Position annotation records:
-=-=-=-=-

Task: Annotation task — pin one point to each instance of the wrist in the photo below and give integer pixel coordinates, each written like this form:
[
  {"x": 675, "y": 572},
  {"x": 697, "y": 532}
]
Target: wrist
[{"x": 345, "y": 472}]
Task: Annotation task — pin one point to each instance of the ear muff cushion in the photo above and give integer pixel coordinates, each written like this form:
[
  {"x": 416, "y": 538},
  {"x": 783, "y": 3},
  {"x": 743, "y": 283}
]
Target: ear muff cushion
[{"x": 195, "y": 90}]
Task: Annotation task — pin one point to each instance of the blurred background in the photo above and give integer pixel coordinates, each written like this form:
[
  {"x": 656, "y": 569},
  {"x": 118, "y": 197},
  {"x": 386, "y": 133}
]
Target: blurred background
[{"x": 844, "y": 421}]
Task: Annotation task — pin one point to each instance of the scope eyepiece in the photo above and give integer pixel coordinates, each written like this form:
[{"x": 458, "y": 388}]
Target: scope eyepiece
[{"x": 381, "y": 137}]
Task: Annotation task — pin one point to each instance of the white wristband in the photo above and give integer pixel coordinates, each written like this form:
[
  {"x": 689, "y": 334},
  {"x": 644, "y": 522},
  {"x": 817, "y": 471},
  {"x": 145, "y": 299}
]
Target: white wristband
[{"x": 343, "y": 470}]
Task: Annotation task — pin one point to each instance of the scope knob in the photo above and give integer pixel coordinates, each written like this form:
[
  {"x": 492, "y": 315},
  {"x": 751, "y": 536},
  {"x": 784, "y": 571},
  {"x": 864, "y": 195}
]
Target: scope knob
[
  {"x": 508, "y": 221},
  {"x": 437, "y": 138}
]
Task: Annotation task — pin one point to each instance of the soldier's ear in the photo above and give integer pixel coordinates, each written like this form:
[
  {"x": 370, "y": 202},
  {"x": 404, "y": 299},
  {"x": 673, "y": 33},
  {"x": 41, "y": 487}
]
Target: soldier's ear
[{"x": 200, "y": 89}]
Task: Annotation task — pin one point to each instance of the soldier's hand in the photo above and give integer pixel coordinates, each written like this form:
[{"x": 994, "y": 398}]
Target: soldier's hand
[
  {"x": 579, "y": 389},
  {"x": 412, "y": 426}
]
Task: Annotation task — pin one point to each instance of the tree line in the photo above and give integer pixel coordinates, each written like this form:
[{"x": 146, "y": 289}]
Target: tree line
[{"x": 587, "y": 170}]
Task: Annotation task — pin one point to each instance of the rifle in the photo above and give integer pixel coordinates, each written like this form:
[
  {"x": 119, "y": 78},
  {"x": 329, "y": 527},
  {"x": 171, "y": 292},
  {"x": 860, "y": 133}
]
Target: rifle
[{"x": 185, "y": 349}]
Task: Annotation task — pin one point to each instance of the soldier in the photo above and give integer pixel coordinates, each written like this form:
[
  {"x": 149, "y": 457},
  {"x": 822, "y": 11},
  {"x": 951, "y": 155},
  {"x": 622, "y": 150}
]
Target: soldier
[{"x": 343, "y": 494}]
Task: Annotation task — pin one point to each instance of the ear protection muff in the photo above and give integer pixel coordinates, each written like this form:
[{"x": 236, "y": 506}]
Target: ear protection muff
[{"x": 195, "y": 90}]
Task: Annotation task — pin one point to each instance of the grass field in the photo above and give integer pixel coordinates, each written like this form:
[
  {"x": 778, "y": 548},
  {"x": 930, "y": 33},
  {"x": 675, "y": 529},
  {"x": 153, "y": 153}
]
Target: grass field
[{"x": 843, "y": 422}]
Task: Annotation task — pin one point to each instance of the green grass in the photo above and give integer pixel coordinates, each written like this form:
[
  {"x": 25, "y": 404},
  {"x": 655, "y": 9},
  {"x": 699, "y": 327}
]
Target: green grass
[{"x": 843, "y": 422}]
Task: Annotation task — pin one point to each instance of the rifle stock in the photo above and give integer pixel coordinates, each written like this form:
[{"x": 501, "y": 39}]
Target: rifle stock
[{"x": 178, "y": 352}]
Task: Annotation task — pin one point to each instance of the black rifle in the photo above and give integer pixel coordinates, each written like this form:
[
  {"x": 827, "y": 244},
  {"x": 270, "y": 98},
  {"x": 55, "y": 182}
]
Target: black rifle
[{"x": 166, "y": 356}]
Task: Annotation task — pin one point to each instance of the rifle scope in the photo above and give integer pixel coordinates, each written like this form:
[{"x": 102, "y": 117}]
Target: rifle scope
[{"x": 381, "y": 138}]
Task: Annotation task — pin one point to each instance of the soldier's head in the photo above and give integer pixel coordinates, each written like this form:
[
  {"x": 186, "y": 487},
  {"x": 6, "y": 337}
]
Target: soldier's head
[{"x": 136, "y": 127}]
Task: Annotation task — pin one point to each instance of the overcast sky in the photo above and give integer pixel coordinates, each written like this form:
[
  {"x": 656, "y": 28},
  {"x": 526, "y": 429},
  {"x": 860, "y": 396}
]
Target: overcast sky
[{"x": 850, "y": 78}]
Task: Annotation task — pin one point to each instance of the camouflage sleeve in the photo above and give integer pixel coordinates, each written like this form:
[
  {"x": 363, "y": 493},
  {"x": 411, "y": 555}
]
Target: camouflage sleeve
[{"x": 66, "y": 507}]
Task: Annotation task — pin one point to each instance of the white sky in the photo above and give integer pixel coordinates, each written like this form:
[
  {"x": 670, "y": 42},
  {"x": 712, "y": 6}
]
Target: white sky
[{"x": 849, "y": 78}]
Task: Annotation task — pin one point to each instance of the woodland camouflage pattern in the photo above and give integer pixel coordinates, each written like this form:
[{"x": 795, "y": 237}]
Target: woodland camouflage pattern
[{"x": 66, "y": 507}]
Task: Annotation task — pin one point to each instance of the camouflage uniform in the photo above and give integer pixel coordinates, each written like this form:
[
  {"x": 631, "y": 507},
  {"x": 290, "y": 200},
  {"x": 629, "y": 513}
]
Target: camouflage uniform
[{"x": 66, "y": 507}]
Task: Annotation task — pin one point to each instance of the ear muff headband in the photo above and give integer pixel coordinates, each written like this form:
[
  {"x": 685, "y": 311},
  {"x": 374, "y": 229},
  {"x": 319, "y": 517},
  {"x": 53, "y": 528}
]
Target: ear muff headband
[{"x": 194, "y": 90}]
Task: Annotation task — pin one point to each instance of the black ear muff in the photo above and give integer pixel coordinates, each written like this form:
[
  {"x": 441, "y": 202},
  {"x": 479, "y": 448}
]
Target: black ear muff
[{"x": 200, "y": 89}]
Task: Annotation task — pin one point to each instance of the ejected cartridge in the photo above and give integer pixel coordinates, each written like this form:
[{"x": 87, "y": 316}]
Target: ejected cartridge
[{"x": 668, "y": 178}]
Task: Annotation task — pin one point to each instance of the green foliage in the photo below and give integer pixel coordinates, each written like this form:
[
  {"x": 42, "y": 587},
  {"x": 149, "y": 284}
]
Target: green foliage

-=-=-=-=-

DESCRIPTION OF THE TASK: Copy out the lines of the records word for word, starting at the line that contains "of the ejected" and ending with the last line of the records.

THE SOLUTION:
Task: Annotation task — pin one point to each instance of the ejected cartridge in the photo above and give integer pixel coordinates, each written like this form:
[{"x": 87, "y": 316}]
Target: ejected cartridge
[{"x": 668, "y": 178}]
Task: Annotation task — pin one point to each instance of the green foliage in the photo below and give integer pixel coordinates, each written like this form:
[
  {"x": 42, "y": 587},
  {"x": 149, "y": 284}
]
Target: green foliage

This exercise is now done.